**WHAT IS ASKED**
Render the lines of the listing as a numbered list with blank lines left out, taking only the lines from the one containing "Prompt = Locate the hovering" through the one containing "422,304 -> 518,335", both included.
— START —
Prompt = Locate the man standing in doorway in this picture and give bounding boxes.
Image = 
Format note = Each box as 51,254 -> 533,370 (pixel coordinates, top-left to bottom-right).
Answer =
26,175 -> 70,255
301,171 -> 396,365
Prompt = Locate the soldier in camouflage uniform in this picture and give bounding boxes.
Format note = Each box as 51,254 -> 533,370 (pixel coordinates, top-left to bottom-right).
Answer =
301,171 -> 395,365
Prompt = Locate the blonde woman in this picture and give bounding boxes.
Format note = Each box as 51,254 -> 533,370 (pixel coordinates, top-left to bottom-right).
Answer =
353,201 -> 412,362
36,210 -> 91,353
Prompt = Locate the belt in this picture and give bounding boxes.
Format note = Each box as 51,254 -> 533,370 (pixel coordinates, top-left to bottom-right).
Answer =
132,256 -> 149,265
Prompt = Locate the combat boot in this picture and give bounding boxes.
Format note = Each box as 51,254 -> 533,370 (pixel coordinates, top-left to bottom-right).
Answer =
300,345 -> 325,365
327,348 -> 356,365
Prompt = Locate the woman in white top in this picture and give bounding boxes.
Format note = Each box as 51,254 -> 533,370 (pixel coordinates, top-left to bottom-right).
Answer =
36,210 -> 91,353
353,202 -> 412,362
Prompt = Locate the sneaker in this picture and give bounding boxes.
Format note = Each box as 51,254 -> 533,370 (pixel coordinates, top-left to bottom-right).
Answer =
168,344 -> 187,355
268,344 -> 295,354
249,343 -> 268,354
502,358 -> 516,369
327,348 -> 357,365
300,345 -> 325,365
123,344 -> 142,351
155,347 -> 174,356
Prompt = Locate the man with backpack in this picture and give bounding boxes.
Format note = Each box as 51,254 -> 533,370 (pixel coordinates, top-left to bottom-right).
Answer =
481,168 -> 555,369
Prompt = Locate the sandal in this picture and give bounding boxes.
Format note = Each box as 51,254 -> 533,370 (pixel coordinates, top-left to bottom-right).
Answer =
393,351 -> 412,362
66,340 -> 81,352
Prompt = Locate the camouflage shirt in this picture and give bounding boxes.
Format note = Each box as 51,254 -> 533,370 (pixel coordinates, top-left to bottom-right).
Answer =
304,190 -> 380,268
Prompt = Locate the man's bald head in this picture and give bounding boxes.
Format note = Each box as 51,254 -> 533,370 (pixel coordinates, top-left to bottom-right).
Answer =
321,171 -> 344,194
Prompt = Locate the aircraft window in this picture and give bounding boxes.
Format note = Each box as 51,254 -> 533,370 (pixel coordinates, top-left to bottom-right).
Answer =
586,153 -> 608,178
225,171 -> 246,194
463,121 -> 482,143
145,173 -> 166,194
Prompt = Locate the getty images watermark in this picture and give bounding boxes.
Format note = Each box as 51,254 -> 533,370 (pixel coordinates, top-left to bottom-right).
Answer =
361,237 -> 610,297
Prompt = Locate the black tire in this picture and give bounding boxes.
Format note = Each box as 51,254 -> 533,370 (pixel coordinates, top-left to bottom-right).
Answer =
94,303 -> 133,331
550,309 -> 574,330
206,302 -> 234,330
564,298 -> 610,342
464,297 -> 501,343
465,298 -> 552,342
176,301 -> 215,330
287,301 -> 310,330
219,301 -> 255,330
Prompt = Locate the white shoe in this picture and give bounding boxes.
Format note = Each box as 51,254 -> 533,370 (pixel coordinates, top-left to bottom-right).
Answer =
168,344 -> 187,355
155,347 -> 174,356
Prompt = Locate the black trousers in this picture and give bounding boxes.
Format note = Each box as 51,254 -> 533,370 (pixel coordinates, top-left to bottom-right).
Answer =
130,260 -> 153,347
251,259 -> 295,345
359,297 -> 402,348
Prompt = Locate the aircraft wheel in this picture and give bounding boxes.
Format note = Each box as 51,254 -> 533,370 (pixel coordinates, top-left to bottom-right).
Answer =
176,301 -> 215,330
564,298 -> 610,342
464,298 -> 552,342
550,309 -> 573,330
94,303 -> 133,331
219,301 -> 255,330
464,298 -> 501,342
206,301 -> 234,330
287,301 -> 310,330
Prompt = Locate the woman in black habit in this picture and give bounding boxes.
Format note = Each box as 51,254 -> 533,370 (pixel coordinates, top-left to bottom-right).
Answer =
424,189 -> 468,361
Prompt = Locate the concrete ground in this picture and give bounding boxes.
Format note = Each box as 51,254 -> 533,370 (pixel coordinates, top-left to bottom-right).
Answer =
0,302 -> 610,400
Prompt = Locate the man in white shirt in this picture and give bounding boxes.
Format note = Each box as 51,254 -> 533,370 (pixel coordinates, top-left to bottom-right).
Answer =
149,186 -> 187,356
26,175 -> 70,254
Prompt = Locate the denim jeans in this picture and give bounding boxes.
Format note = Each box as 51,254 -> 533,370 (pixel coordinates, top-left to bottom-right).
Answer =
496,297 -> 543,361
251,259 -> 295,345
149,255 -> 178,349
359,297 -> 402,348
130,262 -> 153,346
— END —
— START —
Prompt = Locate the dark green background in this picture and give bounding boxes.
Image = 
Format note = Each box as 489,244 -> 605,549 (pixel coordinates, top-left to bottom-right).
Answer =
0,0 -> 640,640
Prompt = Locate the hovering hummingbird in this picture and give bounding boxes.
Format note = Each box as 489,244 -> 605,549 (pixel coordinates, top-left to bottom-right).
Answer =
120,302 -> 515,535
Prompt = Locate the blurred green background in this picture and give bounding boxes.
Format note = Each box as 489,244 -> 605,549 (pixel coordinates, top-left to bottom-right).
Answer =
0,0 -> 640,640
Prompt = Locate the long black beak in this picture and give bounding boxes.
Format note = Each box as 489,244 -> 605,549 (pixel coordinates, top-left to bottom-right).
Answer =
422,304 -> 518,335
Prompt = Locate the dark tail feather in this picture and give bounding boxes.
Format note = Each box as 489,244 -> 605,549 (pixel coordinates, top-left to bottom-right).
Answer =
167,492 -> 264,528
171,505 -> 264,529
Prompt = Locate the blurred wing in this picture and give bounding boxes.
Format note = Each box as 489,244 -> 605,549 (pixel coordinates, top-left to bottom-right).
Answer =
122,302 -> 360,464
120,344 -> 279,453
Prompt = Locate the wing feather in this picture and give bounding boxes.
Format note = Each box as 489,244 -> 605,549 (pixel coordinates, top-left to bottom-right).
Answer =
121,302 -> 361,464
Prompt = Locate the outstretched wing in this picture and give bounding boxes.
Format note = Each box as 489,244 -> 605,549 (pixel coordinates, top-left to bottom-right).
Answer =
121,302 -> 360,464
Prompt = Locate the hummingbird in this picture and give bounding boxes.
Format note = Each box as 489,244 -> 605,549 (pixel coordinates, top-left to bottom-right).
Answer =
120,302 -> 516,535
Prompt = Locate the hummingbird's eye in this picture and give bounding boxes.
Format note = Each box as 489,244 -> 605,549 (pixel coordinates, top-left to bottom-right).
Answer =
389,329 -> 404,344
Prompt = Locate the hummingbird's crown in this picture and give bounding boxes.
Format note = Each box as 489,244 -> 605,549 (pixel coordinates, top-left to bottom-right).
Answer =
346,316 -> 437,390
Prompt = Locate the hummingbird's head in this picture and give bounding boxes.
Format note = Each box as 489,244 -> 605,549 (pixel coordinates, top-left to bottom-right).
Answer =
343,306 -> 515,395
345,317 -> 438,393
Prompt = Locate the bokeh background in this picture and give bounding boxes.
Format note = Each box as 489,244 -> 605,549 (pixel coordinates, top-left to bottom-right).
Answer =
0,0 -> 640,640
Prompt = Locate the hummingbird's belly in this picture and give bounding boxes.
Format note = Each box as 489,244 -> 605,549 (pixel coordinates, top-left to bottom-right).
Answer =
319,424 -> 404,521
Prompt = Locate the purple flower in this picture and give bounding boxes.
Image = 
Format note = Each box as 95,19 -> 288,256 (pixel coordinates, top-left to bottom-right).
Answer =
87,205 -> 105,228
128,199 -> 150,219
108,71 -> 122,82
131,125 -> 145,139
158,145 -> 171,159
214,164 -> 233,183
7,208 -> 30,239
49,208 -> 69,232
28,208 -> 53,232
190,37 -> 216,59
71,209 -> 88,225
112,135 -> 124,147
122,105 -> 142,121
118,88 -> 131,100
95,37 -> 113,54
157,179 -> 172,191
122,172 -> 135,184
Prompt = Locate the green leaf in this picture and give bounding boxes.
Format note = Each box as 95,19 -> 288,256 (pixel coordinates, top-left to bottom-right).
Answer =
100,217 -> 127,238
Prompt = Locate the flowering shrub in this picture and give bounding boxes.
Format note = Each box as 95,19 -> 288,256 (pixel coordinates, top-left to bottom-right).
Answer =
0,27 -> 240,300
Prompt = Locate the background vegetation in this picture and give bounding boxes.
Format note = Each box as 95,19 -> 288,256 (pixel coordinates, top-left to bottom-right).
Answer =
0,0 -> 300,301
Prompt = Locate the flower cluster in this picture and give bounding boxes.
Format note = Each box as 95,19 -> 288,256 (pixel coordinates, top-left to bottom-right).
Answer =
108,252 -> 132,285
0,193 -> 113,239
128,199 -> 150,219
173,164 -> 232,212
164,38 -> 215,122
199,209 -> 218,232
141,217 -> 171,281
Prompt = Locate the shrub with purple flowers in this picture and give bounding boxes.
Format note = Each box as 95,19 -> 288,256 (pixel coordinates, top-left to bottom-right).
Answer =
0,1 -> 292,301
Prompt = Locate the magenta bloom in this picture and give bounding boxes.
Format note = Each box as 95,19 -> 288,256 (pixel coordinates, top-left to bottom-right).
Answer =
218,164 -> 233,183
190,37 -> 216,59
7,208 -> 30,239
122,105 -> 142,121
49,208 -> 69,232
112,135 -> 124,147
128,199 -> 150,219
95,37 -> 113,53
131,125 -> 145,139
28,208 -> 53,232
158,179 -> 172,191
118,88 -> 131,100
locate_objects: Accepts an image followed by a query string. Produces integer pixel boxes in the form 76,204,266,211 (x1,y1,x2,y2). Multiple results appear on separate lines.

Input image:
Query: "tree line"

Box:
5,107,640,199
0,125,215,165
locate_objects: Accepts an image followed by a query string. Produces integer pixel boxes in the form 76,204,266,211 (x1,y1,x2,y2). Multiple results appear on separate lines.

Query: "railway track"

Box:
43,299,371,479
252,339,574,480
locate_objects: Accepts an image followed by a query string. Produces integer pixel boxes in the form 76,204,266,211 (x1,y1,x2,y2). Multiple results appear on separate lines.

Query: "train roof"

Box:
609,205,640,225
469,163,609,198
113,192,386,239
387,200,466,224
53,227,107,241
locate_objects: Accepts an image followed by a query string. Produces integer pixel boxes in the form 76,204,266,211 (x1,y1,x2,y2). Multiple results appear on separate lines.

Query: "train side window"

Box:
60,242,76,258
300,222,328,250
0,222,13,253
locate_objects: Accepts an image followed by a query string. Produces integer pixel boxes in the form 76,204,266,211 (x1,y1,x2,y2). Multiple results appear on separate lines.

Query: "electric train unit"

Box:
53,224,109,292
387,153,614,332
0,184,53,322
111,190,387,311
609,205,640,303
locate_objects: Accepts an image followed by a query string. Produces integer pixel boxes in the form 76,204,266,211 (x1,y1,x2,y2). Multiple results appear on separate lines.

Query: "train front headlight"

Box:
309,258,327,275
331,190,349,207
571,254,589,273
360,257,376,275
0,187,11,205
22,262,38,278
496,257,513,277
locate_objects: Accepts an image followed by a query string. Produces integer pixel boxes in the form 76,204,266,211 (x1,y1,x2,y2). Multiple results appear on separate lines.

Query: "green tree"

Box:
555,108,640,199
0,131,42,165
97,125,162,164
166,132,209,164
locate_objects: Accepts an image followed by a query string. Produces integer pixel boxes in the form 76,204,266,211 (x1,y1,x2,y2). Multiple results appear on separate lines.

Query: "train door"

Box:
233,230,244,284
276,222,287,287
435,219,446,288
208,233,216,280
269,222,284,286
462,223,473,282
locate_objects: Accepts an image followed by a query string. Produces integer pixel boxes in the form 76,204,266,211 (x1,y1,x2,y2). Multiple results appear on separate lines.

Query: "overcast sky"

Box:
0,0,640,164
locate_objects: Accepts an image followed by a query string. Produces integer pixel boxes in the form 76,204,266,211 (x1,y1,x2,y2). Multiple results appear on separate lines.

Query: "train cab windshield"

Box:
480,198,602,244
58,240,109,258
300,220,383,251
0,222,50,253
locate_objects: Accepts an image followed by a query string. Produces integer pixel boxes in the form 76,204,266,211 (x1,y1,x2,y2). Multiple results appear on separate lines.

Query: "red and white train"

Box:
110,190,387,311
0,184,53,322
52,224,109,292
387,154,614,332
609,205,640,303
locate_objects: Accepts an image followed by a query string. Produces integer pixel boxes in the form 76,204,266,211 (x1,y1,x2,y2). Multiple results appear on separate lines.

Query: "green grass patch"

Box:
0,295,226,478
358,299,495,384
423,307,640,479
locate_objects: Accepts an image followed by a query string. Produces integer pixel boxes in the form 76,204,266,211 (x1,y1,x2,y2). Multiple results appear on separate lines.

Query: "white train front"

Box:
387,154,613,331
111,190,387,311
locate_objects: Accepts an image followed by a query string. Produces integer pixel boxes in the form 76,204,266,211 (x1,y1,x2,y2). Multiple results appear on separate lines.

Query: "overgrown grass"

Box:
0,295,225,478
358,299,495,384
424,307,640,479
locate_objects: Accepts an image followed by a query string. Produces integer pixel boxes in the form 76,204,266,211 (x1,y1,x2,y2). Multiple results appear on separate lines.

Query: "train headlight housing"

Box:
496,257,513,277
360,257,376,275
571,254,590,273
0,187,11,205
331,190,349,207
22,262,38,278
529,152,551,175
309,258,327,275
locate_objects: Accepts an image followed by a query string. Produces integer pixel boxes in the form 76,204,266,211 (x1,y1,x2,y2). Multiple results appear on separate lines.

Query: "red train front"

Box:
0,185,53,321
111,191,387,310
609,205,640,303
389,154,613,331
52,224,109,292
— END —
— START —
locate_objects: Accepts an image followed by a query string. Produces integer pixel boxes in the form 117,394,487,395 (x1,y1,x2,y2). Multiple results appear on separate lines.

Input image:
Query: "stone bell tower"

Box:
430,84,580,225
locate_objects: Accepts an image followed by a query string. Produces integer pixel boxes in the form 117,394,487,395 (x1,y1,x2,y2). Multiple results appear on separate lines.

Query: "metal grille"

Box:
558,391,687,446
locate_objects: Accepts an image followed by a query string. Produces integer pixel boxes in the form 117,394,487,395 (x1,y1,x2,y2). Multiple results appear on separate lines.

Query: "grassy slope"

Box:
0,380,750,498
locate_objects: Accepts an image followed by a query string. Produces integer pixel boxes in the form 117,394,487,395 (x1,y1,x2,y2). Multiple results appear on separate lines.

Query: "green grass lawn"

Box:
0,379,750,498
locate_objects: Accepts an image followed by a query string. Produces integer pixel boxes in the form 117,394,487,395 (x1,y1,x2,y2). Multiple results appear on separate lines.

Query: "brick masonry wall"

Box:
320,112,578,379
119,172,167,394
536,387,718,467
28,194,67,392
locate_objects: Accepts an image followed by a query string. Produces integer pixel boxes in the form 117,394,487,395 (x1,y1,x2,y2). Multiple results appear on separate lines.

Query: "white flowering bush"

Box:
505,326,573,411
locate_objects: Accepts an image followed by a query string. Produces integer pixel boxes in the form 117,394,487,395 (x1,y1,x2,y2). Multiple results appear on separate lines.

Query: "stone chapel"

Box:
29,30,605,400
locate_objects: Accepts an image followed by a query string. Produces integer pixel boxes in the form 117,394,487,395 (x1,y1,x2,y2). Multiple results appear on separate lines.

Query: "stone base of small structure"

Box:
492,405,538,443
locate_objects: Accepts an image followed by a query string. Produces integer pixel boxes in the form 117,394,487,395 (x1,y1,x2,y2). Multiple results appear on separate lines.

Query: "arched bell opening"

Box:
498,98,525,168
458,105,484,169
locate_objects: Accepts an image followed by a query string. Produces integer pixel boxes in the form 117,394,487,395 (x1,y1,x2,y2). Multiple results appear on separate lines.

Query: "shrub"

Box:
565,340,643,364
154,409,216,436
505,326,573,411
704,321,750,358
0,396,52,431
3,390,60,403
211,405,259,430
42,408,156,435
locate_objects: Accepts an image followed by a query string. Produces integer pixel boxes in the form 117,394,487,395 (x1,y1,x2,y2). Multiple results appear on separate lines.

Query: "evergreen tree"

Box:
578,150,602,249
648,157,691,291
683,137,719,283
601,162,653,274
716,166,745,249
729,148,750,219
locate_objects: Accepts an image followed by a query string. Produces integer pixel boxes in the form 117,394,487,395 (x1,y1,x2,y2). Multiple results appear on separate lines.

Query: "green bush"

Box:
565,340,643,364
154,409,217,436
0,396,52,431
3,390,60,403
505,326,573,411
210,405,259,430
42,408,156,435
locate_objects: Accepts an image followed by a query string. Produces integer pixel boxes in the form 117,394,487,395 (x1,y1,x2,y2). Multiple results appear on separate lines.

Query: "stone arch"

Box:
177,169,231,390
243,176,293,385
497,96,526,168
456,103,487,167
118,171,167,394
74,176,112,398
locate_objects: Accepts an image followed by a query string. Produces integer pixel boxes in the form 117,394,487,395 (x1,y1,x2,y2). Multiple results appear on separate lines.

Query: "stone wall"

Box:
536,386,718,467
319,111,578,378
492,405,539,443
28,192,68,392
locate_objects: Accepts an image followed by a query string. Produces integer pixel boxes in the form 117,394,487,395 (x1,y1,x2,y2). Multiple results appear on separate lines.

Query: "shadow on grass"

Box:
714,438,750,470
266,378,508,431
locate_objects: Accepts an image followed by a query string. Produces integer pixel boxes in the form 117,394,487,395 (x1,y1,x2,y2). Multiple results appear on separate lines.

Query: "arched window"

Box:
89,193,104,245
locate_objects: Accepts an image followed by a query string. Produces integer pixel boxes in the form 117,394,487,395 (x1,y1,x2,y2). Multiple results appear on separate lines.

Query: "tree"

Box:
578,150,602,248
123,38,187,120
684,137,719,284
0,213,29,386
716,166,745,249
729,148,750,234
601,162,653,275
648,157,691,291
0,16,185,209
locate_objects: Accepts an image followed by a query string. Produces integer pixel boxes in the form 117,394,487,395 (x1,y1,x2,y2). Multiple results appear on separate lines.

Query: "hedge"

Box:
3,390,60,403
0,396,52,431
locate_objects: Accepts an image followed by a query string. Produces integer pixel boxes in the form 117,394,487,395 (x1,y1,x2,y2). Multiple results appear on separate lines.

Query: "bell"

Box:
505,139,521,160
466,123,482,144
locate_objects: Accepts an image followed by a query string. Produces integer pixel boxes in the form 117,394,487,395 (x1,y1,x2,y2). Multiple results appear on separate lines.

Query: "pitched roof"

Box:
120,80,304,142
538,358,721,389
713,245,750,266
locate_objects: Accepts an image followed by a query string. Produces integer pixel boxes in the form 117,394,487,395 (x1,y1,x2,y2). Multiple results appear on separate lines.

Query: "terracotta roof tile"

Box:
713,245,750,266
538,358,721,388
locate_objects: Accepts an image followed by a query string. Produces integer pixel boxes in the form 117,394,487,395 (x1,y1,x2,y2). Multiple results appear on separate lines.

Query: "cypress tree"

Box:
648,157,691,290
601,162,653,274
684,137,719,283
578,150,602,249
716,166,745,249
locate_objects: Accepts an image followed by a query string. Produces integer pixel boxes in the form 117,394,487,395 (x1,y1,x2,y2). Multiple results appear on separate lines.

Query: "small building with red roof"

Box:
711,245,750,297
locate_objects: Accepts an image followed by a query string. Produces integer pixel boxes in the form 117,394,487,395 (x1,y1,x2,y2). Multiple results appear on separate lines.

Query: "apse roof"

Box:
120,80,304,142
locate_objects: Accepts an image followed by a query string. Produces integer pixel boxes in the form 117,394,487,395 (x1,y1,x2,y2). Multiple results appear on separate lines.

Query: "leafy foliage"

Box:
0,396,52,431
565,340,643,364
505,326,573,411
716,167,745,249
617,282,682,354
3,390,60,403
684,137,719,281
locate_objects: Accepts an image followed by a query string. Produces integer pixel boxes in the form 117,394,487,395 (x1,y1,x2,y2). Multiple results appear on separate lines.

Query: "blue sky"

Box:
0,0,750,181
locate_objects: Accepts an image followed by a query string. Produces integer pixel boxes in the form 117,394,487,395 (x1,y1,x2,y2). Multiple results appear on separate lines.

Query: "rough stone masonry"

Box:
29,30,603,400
— END —
**FINISHED EXERCISE**
1. Prompt = Locate the hovering hummingbird in this picture and give bounding boxes.
2. Format note = Each box as 489,244 -> 605,549 (pixel coordinates, top-left to bottom-right).
3. Answer =
4. 120,302 -> 515,535
5. Prompt = Locate the blurred green background in this picture and give bounding boxes.
6. Format note = Each box as 489,244 -> 605,549 (pixel coordinates, top-left to bottom-right).
7. Answer =
8. 0,0 -> 640,640
9. Prompt = Locate the long black beak in this picture and give bounding boxes.
10. Format note = Each box as 489,244 -> 605,549 (pixel coordinates, top-left to bottom-right).
11. Answer =
12. 422,304 -> 518,335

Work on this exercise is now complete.